Aim of the exercise ▸ Report back the lines in this listing that carry the string "below".

○ ○ ○ ○ ○ ○ ○

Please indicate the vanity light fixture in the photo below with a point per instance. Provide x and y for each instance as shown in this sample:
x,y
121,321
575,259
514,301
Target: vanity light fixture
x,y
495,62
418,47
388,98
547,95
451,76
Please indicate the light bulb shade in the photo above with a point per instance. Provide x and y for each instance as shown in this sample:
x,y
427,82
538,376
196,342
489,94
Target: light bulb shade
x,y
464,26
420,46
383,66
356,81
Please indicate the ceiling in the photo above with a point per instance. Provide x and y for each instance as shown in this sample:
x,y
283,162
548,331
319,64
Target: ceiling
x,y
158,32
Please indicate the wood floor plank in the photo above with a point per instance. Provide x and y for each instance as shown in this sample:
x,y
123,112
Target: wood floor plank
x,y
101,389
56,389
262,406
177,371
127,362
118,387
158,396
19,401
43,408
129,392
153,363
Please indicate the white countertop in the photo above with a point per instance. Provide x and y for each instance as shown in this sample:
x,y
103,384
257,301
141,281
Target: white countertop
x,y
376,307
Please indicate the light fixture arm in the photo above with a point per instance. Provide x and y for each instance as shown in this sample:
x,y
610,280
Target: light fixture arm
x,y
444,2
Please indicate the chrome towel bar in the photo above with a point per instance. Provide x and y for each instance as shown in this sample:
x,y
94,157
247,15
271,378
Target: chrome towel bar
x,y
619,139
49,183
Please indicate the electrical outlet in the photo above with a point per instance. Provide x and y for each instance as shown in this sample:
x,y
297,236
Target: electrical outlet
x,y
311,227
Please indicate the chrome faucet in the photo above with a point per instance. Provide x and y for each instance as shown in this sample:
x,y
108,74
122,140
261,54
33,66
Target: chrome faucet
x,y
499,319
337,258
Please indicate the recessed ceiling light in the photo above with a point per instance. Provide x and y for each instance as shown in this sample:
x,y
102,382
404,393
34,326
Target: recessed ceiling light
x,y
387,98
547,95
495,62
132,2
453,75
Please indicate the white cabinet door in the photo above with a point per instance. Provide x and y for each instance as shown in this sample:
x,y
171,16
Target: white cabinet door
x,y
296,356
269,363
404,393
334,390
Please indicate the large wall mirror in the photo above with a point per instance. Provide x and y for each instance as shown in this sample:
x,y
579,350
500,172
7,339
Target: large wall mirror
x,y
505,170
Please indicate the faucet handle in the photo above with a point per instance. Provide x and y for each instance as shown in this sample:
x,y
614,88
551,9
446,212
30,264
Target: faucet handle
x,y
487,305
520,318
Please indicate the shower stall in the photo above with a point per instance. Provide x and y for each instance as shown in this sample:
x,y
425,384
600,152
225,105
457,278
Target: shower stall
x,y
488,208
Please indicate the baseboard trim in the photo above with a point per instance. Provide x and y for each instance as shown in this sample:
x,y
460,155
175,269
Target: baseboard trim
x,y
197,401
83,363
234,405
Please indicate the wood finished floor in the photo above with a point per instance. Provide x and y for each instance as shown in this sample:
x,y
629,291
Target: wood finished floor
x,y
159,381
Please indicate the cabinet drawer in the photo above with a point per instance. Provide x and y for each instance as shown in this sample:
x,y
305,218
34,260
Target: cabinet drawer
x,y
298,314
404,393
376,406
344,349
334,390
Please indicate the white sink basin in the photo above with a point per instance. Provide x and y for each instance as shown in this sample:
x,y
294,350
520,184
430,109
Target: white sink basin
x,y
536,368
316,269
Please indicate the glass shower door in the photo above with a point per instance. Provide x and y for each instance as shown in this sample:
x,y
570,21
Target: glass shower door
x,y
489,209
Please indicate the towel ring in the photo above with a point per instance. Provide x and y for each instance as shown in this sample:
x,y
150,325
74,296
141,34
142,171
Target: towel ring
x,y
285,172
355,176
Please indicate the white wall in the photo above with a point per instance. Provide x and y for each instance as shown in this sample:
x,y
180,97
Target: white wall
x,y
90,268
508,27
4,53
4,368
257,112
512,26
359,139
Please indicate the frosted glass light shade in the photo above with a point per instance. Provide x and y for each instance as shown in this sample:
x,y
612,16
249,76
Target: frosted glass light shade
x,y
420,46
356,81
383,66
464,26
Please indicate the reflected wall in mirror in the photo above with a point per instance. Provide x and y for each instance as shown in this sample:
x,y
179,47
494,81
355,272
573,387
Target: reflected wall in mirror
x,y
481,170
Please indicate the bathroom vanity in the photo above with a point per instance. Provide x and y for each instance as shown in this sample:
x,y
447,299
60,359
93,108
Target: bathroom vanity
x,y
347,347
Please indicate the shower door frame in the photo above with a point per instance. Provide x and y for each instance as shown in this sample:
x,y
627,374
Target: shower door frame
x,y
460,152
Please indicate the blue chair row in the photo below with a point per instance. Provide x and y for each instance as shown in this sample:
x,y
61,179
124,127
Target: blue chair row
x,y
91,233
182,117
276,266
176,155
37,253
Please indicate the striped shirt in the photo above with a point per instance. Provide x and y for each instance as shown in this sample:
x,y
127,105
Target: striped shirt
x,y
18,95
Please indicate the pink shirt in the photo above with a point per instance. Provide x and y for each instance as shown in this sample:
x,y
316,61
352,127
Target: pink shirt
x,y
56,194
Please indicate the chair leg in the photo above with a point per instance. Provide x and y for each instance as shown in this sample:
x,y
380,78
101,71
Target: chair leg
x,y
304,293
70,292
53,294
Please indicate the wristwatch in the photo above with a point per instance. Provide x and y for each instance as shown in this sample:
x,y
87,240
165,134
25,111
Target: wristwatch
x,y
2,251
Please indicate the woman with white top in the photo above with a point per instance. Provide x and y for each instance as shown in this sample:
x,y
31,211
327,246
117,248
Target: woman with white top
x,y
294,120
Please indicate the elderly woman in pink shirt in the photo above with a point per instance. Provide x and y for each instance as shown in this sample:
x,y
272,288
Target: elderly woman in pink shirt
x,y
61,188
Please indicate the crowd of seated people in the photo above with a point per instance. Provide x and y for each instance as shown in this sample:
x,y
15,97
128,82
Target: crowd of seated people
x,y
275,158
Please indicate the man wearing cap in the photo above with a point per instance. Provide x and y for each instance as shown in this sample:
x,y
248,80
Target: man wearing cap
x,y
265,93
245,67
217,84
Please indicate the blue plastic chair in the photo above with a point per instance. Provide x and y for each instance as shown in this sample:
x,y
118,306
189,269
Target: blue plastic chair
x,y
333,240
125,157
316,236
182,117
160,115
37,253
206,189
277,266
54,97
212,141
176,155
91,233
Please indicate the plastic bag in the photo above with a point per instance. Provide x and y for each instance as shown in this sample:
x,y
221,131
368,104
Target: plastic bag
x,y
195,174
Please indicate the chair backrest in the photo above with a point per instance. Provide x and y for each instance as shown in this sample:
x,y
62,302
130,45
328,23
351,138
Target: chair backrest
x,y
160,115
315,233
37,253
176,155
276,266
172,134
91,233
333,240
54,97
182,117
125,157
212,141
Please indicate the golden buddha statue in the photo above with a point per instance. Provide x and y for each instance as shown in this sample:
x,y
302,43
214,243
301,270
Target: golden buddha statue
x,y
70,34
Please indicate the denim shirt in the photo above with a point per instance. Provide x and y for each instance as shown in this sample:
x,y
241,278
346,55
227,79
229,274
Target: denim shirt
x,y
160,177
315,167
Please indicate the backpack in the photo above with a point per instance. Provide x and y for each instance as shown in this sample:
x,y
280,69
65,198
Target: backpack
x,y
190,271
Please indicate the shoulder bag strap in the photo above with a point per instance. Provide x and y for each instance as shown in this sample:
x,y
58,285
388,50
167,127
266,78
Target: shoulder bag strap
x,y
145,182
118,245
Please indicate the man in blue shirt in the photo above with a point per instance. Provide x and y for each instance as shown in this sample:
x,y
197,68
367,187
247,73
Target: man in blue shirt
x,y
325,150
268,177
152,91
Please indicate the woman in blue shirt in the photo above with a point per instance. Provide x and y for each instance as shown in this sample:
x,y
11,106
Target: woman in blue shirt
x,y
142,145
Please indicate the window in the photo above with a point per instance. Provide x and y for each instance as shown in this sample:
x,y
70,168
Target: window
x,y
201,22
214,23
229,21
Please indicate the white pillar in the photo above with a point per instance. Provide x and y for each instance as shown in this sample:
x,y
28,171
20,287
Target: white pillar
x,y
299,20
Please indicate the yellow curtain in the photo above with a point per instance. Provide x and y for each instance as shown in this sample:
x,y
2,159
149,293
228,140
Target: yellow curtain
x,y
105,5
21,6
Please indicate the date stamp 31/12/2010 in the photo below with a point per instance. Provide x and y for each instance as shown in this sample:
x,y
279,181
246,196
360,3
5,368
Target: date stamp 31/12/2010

○ ○ ○ ○ ○ ○ ○

Answer ▸
Please indicate the vanity light fixture in the photo below with a point per instance. Provide x and y for each instance as shown in this sample:
Please indicate the blue chair row in the photo below with a point per instance. Provide x and y for each instance as shown in this sample:
Please indicate the date stamp 31/12/2010 in the photo below with a point per instance. Provide x and y for each instance as shown in this sample:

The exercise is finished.